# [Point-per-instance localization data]
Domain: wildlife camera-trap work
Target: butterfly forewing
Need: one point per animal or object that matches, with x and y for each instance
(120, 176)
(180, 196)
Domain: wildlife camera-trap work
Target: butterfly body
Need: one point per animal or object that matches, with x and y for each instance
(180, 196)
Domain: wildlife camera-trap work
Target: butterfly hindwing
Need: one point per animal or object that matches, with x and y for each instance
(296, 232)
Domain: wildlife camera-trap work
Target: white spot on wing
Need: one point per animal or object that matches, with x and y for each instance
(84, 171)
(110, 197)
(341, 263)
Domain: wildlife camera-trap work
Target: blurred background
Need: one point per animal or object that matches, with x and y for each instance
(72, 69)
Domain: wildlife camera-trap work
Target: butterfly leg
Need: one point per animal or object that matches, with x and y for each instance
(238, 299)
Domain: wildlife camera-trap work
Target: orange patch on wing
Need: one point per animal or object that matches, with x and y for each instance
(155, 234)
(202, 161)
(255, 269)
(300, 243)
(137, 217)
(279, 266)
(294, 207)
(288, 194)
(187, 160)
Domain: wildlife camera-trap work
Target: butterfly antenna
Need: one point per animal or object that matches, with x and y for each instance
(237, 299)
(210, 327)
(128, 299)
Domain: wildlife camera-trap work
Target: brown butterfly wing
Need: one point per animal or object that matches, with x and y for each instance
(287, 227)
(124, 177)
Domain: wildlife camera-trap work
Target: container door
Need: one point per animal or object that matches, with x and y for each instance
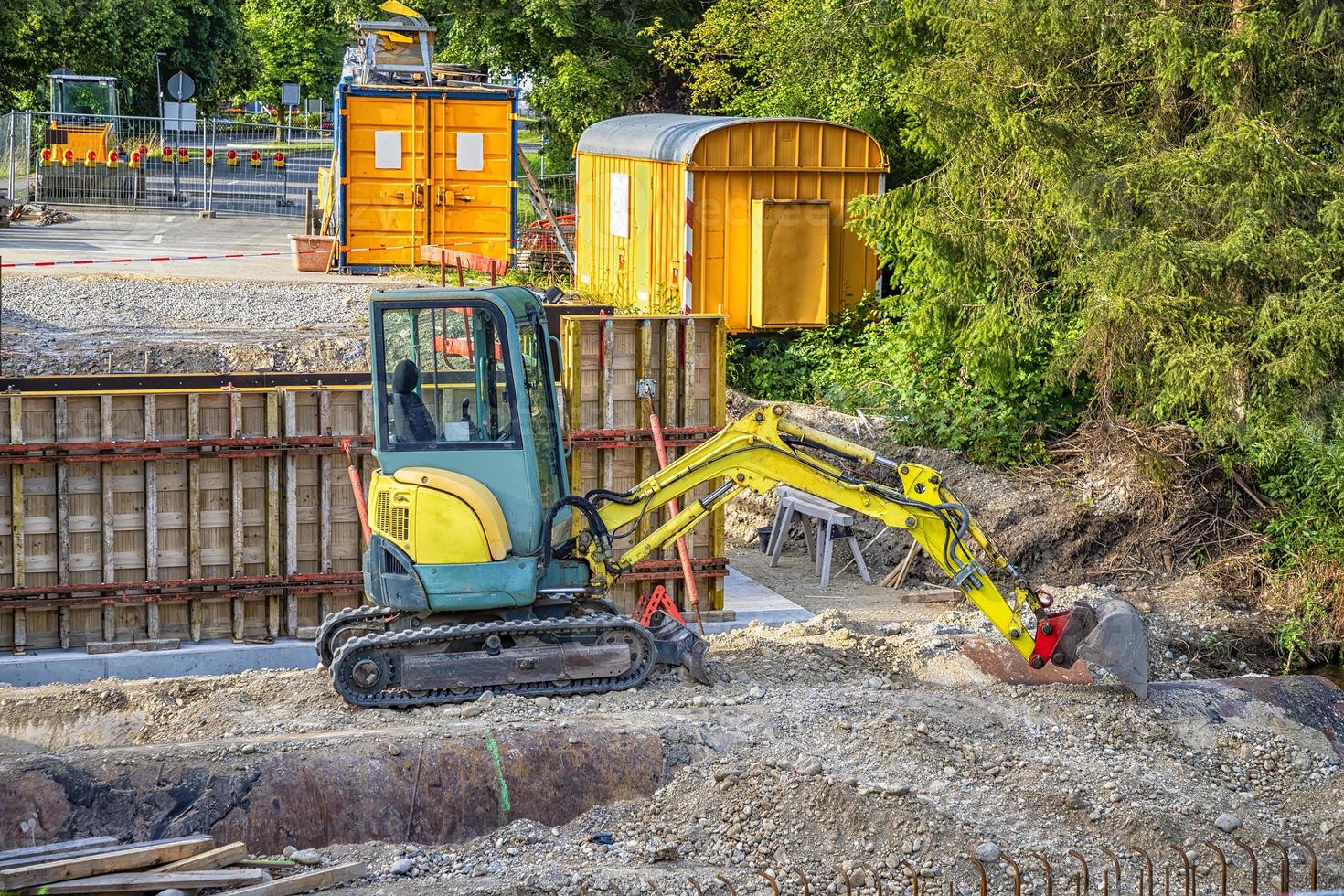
(472, 171)
(789, 262)
(388, 172)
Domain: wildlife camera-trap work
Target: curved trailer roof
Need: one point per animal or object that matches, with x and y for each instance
(664, 137)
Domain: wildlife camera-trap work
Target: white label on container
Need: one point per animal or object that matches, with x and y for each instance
(620, 205)
(388, 149)
(471, 152)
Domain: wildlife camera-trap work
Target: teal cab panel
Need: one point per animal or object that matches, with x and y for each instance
(461, 383)
(479, 586)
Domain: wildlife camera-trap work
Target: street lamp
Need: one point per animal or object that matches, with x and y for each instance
(160, 85)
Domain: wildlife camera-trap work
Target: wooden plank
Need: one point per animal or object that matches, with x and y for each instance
(129, 859)
(152, 629)
(151, 492)
(273, 488)
(194, 493)
(291, 486)
(930, 594)
(62, 493)
(19, 555)
(323, 879)
(155, 881)
(325, 500)
(28, 853)
(20, 630)
(235, 516)
(606, 389)
(109, 497)
(211, 859)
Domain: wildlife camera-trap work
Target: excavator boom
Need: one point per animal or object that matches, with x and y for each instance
(765, 449)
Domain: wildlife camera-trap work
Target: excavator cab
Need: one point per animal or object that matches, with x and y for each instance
(479, 581)
(466, 592)
(468, 443)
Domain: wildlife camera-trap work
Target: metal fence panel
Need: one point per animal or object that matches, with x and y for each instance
(210, 164)
(15, 156)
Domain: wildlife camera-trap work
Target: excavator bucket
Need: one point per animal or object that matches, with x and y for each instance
(1117, 644)
(679, 646)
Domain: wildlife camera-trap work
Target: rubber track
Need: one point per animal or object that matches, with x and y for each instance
(395, 696)
(325, 657)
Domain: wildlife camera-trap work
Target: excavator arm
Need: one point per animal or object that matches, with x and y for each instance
(765, 449)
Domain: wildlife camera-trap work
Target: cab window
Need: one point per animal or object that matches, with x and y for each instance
(443, 379)
(540, 400)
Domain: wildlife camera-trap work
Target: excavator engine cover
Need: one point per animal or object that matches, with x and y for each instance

# [INSTRUCTIONS FOR THE TASK]
All of the data above needs to be retyped exactly, with the pictures removed.

# [WRITTEN SOLUTION]
Domain: wildlife camera-trap work
Target: butterfly forewing
Need: one point per animal or object that matches, with x and y for each instance
(120, 176)
(180, 196)
Domain: wildlife camera-trap work
Target: butterfly body
Need: one point per animal or object that matches, with x and y for each instance
(180, 196)
Domain: wildlife camera-trap work
Target: butterfly hindwing
Need: one point per animal or object that matches, with x and y for each instance
(296, 232)
Domain: wildlife camera-trap work
Target: white spot on wing
Need: one point per animal or object that matches, with x and y for each instance
(84, 171)
(110, 197)
(341, 263)
Domain: wildlife camera-trap work
Target: blurred background
Need: one point per animal or object that matches, with x and y for each instance
(72, 69)
Domain: wildlife camera-trap work
Target: butterfly leg
Need: one point per animal or object that matches, with x and y for each instance
(238, 299)
Domain: wildlife camera-trap work
Target: orange patch on wing
Need: one point per animal or object that matches, with x and y for each instance
(155, 234)
(202, 161)
(255, 269)
(300, 243)
(137, 217)
(279, 266)
(294, 207)
(288, 194)
(187, 160)
Domain: wildlife camera-trap work
Target: butterfly antenna
Need: one point per animal or object that matches, with x and y for each instance
(237, 299)
(210, 327)
(128, 299)
Domain: wildlife camera-trap work
Target: brown butterfly wing
Need: one point per animal or object that matches, with x and y for each instance
(287, 227)
(124, 177)
Domain: wildlife camera-trap work
Target: container door
Need: one point per animal or object that matches, with x and y for each instance
(472, 171)
(789, 262)
(388, 172)
Domain: wildlife camera-trap work
Target: curved trailer roof
Need: one point per animal or object that matches, with x and y for each instance
(664, 137)
Domain: wildlife camera-trap work
Target: white label on container
Need: one point per animal or object that matches, with x and y for each instance
(620, 205)
(388, 149)
(471, 152)
Domain: wildlife camera-trap work
Target: teal cab panel
Need: one point per animal or object that matches, with x and y for each instance
(461, 383)
(479, 586)
Domain: wildlife camera-trap work
Target: street lamp
Need: one point per animal or object that matches, with x and y for each instance
(160, 85)
Domain: wildlife camera-trap work
Target: wooden plank
Need: one point per animal or object that matches, with x and y for each instance
(129, 859)
(152, 629)
(151, 492)
(273, 488)
(194, 493)
(291, 486)
(930, 594)
(62, 493)
(19, 555)
(323, 879)
(155, 881)
(325, 500)
(28, 853)
(20, 630)
(235, 516)
(606, 389)
(109, 497)
(211, 859)
Domain: wildlife camera-trap work
Target: excavator boom
Need: one point per animal or object that matches, with x and y for each instance
(765, 449)
Domain: wildlife camera-trap work
Target: excavator cab
Need: one point per animal or object that matches, with x and y for each instance
(479, 581)
(466, 592)
(468, 443)
Domain: wildlife camera-trap work
Target: metal fence panel
Need: one point per animal or object that matches, with x and y for each instance
(210, 164)
(15, 156)
Domain: wildlife camera-trap work
Target: excavator bucket
Need: one point per animal or object that matches, with x and y for each instance
(1117, 644)
(679, 646)
Domain: wildlife camera-trap work
Target: rubber track
Need: one point per animal or object that matches, with x and y for each instance
(395, 696)
(325, 657)
Domain: wildlife camera-trap work
Target: excavator arm
Need: one point per animal or object that matches, with x and y for each instance
(765, 449)
Domain: wildlife camera-trap work
Target: cab window
Need: one point per animal or object that matches, with x and y for each instance
(443, 379)
(540, 400)
Domain: wildlife camera-trap work
Target: excavator engine cover
Need: one point per animal or object that matches, with x and y for each instance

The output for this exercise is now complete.